WORK TASK –
Copy the rows below word for word, starting at the beginning of the rows and ending at the line that contains "rough mask: <svg", with both ends included. Leave out the pictures.

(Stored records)
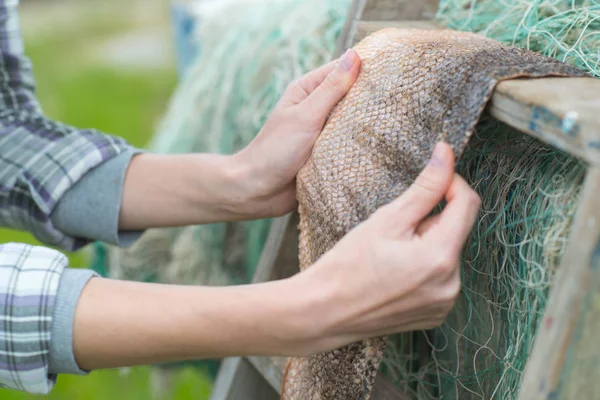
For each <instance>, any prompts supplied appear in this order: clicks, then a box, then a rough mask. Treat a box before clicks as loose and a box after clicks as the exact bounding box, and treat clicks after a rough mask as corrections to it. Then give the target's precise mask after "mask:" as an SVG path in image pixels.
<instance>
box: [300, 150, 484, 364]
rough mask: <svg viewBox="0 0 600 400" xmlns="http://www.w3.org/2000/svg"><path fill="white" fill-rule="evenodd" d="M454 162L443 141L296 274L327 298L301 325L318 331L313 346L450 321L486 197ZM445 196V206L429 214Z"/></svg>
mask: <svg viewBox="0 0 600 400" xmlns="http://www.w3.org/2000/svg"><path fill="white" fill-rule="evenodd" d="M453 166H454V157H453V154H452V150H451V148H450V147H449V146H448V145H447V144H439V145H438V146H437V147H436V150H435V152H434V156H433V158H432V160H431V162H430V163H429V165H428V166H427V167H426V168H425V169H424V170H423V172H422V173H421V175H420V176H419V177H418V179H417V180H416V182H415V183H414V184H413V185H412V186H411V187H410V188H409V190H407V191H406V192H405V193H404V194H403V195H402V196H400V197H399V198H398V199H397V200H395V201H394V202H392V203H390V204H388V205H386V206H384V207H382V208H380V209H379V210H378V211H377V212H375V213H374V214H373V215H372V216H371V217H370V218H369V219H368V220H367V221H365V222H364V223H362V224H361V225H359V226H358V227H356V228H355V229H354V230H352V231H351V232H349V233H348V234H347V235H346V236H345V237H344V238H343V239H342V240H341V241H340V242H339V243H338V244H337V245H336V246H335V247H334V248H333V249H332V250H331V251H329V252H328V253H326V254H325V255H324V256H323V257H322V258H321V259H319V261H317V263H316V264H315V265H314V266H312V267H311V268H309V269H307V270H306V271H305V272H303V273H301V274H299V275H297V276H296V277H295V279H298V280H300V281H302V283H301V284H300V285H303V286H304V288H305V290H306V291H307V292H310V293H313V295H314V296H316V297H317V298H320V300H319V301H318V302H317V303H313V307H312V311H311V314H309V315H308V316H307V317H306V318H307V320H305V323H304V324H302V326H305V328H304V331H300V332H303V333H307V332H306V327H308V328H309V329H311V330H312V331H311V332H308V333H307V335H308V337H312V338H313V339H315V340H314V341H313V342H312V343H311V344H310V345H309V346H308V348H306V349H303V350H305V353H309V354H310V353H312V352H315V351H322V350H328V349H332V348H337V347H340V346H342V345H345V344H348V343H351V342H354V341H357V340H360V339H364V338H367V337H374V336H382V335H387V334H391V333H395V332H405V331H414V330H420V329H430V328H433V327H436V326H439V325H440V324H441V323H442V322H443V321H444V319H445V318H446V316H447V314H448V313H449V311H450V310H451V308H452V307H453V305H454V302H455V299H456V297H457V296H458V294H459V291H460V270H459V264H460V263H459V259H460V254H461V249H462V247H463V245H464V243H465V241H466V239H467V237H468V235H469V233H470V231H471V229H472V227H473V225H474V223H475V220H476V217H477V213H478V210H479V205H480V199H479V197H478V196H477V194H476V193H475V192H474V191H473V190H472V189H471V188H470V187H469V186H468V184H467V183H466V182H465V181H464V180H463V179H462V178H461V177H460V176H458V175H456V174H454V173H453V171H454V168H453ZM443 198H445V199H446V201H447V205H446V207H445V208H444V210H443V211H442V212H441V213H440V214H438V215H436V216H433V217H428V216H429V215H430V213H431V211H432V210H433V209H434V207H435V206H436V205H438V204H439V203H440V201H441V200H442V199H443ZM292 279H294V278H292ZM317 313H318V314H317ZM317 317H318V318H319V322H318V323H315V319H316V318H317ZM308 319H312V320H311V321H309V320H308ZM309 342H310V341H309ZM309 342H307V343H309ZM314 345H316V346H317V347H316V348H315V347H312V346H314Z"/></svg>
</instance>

SOLUTION TO THIS TASK –
For each <instance>, any prompts supplied appear in this order: clicks, then a box, then a rough mask. Treat a box before clicks as loose and a box after clicks as the exact bounding box, and treat clicks after a rough mask as corrections to it. Then give the target's precise mask after "mask:" as an SVG path in image pixels.
<instance>
box: [300, 150, 484, 364]
rough mask: <svg viewBox="0 0 600 400" xmlns="http://www.w3.org/2000/svg"><path fill="white" fill-rule="evenodd" d="M454 162L443 141L296 274L327 298L301 325L318 331L313 346L450 321L486 197ZM445 196V206L429 214Z"/></svg>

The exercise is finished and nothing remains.